>> begin Document passage

DART makes a further distinction between specific observation types and generic quantities. Essentially, an observation type can be considered to be instrument-specific and the quantity is something you learned about in physics. As an example, ‘RADIOSONDE_TEMPERATURE’ is an observation type of the fundamental quantity ‘TEMPERATURE’. The role of the various obs_def input files is to define the mapping between the types and quantities, and optionally to provide type-specific processing routines. Specifying many observation types allows DART to be able to evaluate some observations and assimilate others - even if the instruments measure the same quantity.

A single obs_def output module is created by the program preprocess from two kinds of input files. First, a DEFAULT obs_def module (normally called DEFAULT_obs_def_mod.F90 and documented in the DARTHOME/observations/forward_operators directory) is used as a template into which the preprocessor incorporates information from zero or more special obs_def modules (for example, obs_def_1d_state_mod.f90 or obs_def_reanalysis_bufr_mod.f90) as documented in the DARTHOME/observations/forward_operators directory. If no special obs_def files are included in the preprocessor namelist, a minimal obs_def_mod.f90 is created which can only support identity forward observation operators.

>> end Document passage
>> begin Supplied material

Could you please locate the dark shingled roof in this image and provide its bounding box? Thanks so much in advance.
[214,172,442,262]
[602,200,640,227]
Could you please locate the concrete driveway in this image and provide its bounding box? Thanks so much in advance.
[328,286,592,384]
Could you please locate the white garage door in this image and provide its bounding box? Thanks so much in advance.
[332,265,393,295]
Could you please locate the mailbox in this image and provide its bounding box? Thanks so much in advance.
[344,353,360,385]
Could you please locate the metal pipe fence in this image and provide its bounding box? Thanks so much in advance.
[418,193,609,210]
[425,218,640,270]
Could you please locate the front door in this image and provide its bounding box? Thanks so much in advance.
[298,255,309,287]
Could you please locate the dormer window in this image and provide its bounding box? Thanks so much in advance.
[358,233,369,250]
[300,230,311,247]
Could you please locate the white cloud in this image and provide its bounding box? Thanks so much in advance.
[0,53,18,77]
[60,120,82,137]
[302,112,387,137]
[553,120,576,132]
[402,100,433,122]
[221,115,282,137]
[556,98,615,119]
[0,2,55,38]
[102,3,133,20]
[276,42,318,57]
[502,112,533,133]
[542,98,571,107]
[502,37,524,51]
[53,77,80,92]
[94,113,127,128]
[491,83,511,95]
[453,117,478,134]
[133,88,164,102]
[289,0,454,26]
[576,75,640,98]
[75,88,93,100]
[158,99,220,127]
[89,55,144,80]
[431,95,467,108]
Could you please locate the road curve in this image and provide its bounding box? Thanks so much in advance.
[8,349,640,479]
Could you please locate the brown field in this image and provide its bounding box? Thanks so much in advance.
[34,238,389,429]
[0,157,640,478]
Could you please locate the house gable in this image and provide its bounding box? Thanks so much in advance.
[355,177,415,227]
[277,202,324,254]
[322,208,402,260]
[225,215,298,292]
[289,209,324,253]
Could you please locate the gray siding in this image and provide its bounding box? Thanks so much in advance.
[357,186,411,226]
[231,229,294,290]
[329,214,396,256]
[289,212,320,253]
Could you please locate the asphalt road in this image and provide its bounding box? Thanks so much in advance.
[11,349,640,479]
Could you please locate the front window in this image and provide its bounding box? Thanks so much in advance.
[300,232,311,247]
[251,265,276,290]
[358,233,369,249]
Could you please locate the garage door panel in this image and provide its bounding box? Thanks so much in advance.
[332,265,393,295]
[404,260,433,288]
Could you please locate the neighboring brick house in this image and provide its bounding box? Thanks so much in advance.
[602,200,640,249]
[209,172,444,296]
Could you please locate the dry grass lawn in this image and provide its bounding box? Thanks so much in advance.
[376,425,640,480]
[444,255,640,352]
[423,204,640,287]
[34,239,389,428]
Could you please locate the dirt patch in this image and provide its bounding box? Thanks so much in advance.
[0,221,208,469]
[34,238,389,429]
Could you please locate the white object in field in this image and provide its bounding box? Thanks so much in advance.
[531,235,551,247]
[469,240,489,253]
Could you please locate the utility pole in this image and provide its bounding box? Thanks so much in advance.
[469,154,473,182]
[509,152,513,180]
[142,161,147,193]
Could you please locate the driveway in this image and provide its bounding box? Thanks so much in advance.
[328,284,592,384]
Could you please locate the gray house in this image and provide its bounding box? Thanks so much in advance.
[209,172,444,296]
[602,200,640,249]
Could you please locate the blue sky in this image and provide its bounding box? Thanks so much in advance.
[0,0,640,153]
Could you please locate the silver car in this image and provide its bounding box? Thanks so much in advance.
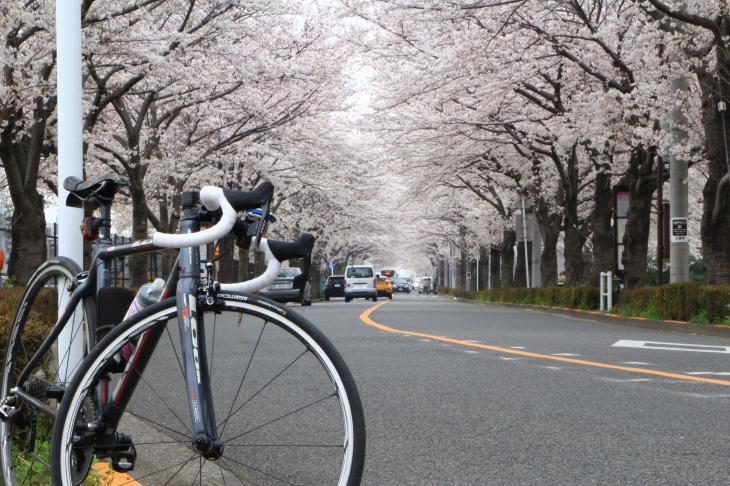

>> end Supplied material

**Challenge**.
Reproduce the passage above about DART observation types verbatim from "DART makes a" to "the same quantity.".

**Exercise result**.
DART makes a further distinction between specific observation types and generic quantities. Essentially, an observation type can be considered to be instrument-specific and the quantity is something you learned about in physics. As an example, ‘RADIOSONDE_TEMPERATURE’ is an observation type of the fundamental quantity ‘TEMPERATURE’. The role of the various obs_def input files is to define the mapping between the types and quantities, and optionally to provide type-specific processing routines. Specifying many observation types allows DART to be able to evaluate some observations and assimilate others - even if the instruments measure the same quantity.